** START PASSAGE GIVEN **
R.P. Mookerjee, J.
1. This is an appeal on behalf of the Corporation of Calcutta and arises out of proceedings initiated by the assessees under Section 141, Calcutta Municipal Act, against the decision of the Deputy Executive Officer about intermediate valuation in respectof premises No. 92, Beltola Road, Calcutta, with effect from the third quarter of 1948-49.
2. The objections raised by the assessees before the learned Judge, Court of Small Causes, Sealdah, were accepted and it was ordered that the assessment made by the First Deputy Executive Officer be cancelled and vacated.
3. The principal point raised in this appeal is whether the Corporation is entitled to assess rates on structures which had been constructed without obtaining the sanction of the Corporation and they came within the category of unauthorised buildings. Two other points which also were raised will be considered later on.
4. To appreciate the first point raised it is necessary to refer to some of the relevant facts. Premises No. 92, Beltola Road, was assessed during the last general revaluation with effect from the fourth quarter of 1945-46 under Clause (a) of Section 127, Calcutta Municipal Act. The 1otal area was 9 cottas with a few structures, one of them being a brickbuilt one and another being a shed. In December, 1946, four out of the nine cotta vacant plots were let out to a tenant by the owner at Rs. 40/- per mensem. It appears from the evidence that in or about 1947 the tenant raised certain structures on practically the entire portion of the four cotta plot taken on lease without obtaining any sanction from the Corporation as required under the building regulations. When these structures were completed steps were taken by the assessment department of the Corporation to serve notice for an intermediate revaluationwith effect from the third quarter of 1948-49. It is in respect of this intermediate revaluationthat objection was raised by the assessees before the Chief Executive Officer. After the hearing of the objections, the annual value was raised from Rs. 757/- as under the previousgeneral revaluation to Rs. 819/-. It may be mentioned that the original annual value as proposed by the department was Rs. 1630/- which was reduced to this figure on objection raised by the assessees.
** END PASSAGE GIVEN **
** START DATA SUPPLIED **
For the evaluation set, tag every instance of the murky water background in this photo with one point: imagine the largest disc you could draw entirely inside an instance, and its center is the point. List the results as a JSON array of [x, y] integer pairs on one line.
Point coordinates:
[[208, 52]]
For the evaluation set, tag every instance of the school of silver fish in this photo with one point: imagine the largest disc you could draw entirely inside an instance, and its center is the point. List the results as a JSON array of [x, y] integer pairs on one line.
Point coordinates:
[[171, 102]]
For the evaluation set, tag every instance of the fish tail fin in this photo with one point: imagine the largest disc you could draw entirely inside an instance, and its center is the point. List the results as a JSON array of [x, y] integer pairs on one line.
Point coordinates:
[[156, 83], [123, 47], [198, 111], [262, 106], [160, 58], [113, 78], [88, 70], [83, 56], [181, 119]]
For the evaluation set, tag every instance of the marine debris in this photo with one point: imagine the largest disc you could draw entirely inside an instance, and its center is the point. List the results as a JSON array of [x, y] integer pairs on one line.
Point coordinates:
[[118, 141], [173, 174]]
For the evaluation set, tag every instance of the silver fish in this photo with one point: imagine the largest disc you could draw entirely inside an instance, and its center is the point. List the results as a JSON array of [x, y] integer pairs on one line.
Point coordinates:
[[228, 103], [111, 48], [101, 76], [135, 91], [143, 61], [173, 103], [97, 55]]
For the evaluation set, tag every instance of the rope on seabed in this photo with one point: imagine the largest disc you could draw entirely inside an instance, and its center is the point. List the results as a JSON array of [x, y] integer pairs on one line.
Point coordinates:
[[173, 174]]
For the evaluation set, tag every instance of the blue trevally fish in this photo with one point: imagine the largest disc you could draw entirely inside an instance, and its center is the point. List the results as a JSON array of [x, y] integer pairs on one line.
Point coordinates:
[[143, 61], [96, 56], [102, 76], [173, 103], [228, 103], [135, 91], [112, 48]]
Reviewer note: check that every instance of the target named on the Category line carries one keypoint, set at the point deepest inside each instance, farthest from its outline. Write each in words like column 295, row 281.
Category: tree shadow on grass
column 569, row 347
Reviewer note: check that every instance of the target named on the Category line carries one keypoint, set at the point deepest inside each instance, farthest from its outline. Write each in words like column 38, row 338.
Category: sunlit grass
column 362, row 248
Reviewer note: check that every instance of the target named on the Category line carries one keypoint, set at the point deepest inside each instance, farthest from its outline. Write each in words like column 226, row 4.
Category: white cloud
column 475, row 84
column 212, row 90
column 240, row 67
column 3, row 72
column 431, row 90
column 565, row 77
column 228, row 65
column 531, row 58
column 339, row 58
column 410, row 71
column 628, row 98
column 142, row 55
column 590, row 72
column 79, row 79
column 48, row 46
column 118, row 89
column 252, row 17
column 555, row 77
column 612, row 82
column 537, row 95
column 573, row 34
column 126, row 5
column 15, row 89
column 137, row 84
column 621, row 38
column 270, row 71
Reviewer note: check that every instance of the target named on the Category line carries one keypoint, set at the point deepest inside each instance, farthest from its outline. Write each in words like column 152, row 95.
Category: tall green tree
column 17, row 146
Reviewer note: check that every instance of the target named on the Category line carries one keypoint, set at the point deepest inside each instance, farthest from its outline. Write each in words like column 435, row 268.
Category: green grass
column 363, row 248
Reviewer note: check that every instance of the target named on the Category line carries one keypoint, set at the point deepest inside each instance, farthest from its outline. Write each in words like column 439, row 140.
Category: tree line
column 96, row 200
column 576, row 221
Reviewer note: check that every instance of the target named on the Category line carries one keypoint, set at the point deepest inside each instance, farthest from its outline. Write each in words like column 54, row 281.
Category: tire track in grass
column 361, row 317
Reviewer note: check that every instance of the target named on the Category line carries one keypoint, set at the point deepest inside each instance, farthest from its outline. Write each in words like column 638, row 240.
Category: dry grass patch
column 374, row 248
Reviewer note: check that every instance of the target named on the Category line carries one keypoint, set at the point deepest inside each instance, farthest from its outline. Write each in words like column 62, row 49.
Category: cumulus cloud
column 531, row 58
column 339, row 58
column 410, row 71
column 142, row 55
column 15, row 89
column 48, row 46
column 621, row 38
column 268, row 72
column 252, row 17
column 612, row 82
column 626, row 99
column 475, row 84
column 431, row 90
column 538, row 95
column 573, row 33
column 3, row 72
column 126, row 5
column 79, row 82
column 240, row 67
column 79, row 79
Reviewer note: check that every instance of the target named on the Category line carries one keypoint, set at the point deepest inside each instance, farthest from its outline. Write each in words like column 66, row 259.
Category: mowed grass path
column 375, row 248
** END DATA SUPPLIED **
■ STATED EXERCISE 1
Reproduce in full, character for character, the judgment on the Calcutta Corporation's rating appeal.
■ STATED EXERCISE 2
Copy out the records from the line with "62, row 49." to the line with "column 538, row 95", both included, changing nothing.

■ TASK OUTPUT 1
R.P. Mookerjee, J.
1. This is an appeal on behalf of the Corporation of Calcutta and arises out of proceedings initiated by the assessees under Section 141, Calcutta Municipal Act, against the decision of the Deputy Executive Officer about intermediate valuation in respectof premises No. 92, Beltola Road, Calcutta, with effect from the third quarter of 1948-49.
2. The objections raised by the assessees before the learned Judge, Court of Small Causes, Sealdah, were accepted and it was ordered that the assessment made by the First Deputy Executive Officer be cancelled and vacated.
3. The principal point raised in this appeal is whether the Corporation is entitled to assess rates on structures which had been constructed without obtaining the sanction of the Corporation and they came within the category of unauthorised buildings. Two other points which also were raised will be considered later on.
4. To appreciate the first point raised it is necessary to refer to some of the relevant facts. Premises No. 92, Beltola Road, was assessed during the last general revaluation with effect from the fourth quarter of 1945-46 under Clause (a) of Section 127, Calcutta Municipal Act. The 1otal area was 9 cottas with a few structures, one of them being a brickbuilt one and another being a shed. In December, 1946, four out of the nine cotta vacant plots were let out to a tenant by the owner at Rs. 40/- per mensem. It appears from the evidence that in or about 1947 the tenant raised certain structures on practically the entire portion of the four cotta plot taken on lease without obtaining any sanction from the Corporation as required under the building regulations. When these structures were completed steps were taken by the assessment department of the Corporation to serve notice for an intermediate revaluationwith effect from the third quarter of 1948-49. It is in respect of this intermediate revaluationthat objection was raised by the assessees before the Chief Executive Officer. After the hearing of the objections, the annual value was raised from Rs. 757/- as under the previousgeneral revaluation to Rs. 819/-. It may be mentioned that the original annual value as proposed by the department was Rs. 1630/- which was reduced to this figure on objection raised by the assessees.

■ TASK OUTPUT 2
Reviewer note: check that every instance of the target named on the Category line carries one keypoint, set at the point deepest inside each instance, farthest from its outline. Write each in words like column 62, row 49.
Category: cumulus cloud
column 531, row 58
column 339, row 58
column 410, row 71
column 142, row 55
column 15, row 89
column 48, row 46
column 621, row 38
column 268, row 72
column 252, row 17
column 612, row 82
column 626, row 99
column 475, row 84
column 431, row 90
column 538, row 95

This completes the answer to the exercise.